- DIRECTION
Make an exact copy of the lines below.

Entries taken from a collection

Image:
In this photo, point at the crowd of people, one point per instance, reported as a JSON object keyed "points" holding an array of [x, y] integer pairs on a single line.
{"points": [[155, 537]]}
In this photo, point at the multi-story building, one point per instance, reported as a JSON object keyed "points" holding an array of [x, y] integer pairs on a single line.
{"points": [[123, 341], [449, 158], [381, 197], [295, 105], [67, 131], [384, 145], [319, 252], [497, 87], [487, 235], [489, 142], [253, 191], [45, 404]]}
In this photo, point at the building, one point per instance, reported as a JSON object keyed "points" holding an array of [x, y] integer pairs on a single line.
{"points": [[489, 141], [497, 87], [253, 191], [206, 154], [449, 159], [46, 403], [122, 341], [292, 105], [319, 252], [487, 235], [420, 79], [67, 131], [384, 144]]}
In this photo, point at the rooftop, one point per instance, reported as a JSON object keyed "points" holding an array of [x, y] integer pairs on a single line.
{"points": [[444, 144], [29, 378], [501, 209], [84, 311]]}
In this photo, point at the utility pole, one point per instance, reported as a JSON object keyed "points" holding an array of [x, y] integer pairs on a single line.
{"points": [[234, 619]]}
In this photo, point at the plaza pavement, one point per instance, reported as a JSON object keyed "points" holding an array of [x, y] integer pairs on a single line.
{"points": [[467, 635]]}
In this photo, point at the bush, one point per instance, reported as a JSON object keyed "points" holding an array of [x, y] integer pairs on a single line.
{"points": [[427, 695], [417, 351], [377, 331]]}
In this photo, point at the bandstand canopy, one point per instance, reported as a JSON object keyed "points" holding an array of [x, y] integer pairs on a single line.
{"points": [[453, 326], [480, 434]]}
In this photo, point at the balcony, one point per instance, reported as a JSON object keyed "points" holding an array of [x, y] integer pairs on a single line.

- WRITTEN SOLUTION
Image:
In this photo, point at the crowd of people, one point per instance, reported as a JSON object keyed "points" holding an array of [x, y] integer pairs on a single line.
{"points": [[155, 537]]}
In this photo, point at the multi-story building, one point per instance, reported as a JSON object keyed "points" holding an array of [x, y] integer pairs on a single line.
{"points": [[123, 341], [449, 158], [381, 197], [295, 105], [67, 131], [384, 145], [319, 252], [497, 87], [487, 235], [489, 142], [253, 191], [45, 404]]}
In this photo, point at the building, one point per instance, reported as a JSON object keyed "points" holding an array of [x, y] integer pairs on a single line.
{"points": [[489, 141], [497, 87], [253, 191], [206, 154], [449, 159], [46, 403], [122, 341], [292, 105], [319, 252], [487, 235], [420, 79], [67, 131], [384, 144]]}
In this photo, point at the rooftop, one point per instance, reported as a JSON object keyed "points" holding an array of [x, y] integer pairs on a single line.
{"points": [[444, 144], [29, 378], [501, 209], [84, 311]]}
In this photo, point at the utility pole, one point per instance, reported as a JSON object keyed "points" holding an array of [x, y] integer pairs on a single line.
{"points": [[234, 619]]}
In this photo, point at the plaza pavement, one point per instance, reported as a JSON object keyed "points" holding an array of [x, y] integer pairs on a single line.
{"points": [[467, 635]]}
In this photo, point at the bush, one point per instance, reported as a JSON object keyed "points" holding an array of [x, y] integer pairs on a single line.
{"points": [[427, 695], [417, 351], [377, 331]]}
In this photo, point at the bandstand canopy, one point per instance, reported as a JSON object keyed "points" holding an array of [x, y] integer pairs on a single line.
{"points": [[453, 326], [480, 434]]}
In this photo, point at the balcony, one point per instance, reported as a JSON object keyed "points" holding an array of [x, y] integer pairs on a single line.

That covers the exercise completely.